• [Task requirements] Format all of the rows below as a JSON list of strings, with one string per line and blank lines left out.

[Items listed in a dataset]
========================

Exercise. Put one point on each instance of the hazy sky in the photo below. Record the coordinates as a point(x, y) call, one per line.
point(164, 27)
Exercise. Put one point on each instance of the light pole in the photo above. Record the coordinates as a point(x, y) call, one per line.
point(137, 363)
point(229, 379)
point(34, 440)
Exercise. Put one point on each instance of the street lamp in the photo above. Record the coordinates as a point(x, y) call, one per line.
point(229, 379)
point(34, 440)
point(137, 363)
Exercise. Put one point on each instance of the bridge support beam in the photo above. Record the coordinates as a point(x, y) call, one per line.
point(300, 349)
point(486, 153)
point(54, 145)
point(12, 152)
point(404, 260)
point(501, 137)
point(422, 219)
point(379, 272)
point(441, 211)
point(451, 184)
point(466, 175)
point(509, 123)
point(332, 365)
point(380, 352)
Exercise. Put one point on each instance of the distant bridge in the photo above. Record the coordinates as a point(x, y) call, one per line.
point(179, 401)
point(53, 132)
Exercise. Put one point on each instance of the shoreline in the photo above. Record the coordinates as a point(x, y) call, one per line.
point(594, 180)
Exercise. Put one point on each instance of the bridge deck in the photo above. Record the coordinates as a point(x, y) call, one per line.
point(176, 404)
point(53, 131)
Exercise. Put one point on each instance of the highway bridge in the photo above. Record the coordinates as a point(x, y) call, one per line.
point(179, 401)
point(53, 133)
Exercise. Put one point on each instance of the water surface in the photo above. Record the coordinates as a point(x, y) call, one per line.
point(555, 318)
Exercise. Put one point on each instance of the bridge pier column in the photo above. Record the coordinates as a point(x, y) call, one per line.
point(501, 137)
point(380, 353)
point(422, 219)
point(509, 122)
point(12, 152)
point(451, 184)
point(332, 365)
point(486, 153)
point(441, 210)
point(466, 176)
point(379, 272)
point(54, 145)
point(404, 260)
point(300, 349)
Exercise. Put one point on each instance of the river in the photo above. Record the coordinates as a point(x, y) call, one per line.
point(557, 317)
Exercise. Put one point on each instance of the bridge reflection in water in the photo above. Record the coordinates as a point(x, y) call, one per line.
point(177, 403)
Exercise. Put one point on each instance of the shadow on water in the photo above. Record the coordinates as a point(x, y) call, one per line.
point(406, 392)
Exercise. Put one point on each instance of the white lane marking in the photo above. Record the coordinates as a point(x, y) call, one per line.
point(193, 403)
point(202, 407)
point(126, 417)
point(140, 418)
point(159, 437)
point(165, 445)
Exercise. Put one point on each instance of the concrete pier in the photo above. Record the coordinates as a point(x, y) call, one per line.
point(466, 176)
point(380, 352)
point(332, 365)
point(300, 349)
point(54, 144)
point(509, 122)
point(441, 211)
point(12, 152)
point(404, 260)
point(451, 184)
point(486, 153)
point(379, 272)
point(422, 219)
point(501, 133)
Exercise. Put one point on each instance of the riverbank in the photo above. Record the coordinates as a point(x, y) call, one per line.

========================

• [Solved exercise]
[
  "Exercise. Put one point on each instance of the hazy sky in the photo below. Record the coordinates as a point(x, y) call, one per line.",
  "point(164, 27)",
  "Exercise. Put one point on each instance of the light pole in the photo above. Record the coordinates as a point(x, y) call, one per line.",
  "point(137, 363)",
  "point(229, 379)",
  "point(34, 440)",
  "Exercise. Put one point on each instance of the street lamp in the photo above. Record the coordinates as a point(x, y) call, one per line.",
  "point(229, 379)",
  "point(34, 440)",
  "point(137, 363)",
  "Exercise. Put one point on each instance of the bridge support beam in the photo above. Record the coordinates as a point(x, y) call, one per line.",
  "point(300, 349)",
  "point(486, 153)",
  "point(54, 145)",
  "point(12, 152)",
  "point(404, 260)",
  "point(501, 137)",
  "point(422, 219)",
  "point(379, 272)",
  "point(441, 211)",
  "point(451, 184)",
  "point(466, 175)",
  "point(509, 123)",
  "point(332, 365)",
  "point(380, 352)",
  "Exercise. Put one point on each instance of the distant bridge in the photo above. Record the coordinates as a point(x, y) call, one per line.",
  "point(179, 401)",
  "point(53, 132)",
  "Exercise. Put one point on each instance of the shoreline in the photo above. Record the coordinates as a point(x, y) call, one per line.",
  "point(594, 180)",
  "Exercise. Put one point on each instance of the bridge deck in the photo above. Record the coordinates as a point(x, y) call, one per line.",
  "point(176, 404)",
  "point(53, 131)",
  "Exercise. Put one point on each instance of the highway bridge in the photo above. Record the coordinates as a point(x, y) call, one per line.",
  "point(179, 401)",
  "point(53, 133)",
  "Exercise. Put one point on each instance of the water surface in the photo above. Record the coordinates as a point(x, y) call, one per line.",
  "point(555, 318)",
  "Exercise. Put one point on each instance of the bridge pier column in the photo above. Record the coordinates as a point(x, y) call, one per line.",
  "point(501, 137)",
  "point(380, 353)",
  "point(422, 219)",
  "point(509, 122)",
  "point(12, 152)",
  "point(451, 184)",
  "point(332, 365)",
  "point(486, 153)",
  "point(441, 210)",
  "point(466, 176)",
  "point(379, 272)",
  "point(54, 145)",
  "point(404, 260)",
  "point(300, 349)",
  "Exercise. Put one point on each instance of the river in the photo above. Record the coordinates as a point(x, y) call, one per line.",
  "point(557, 317)",
  "Exercise. Put one point on each instance of the bridge reflection in water in the photo above. Record the coordinates as a point(x, y) call, one per line.",
  "point(177, 403)",
  "Exercise. Put one point on each instance of the shadow on water in the photo above. Record the coordinates as a point(x, y) call, one per line.",
  "point(406, 392)",
  "Exercise. Put one point on each instance of the white lane marking in the photo above. Record the coordinates as a point(x, y) call, one per line.",
  "point(193, 403)",
  "point(202, 407)",
  "point(126, 417)",
  "point(140, 418)",
  "point(159, 437)",
  "point(165, 445)",
  "Exercise. Put one point on each instance of the concrete pier in the photo above. Record the coordinates as a point(x, y) call, one per line.",
  "point(466, 176)",
  "point(380, 352)",
  "point(332, 365)",
  "point(300, 349)",
  "point(54, 144)",
  "point(509, 122)",
  "point(441, 211)",
  "point(12, 152)",
  "point(404, 260)",
  "point(451, 184)",
  "point(486, 153)",
  "point(379, 272)",
  "point(422, 219)",
  "point(501, 133)",
  "Exercise. Put one point on each instance of the riverbank in the photo above. Record the coordinates as a point(x, y) call, one per line."
]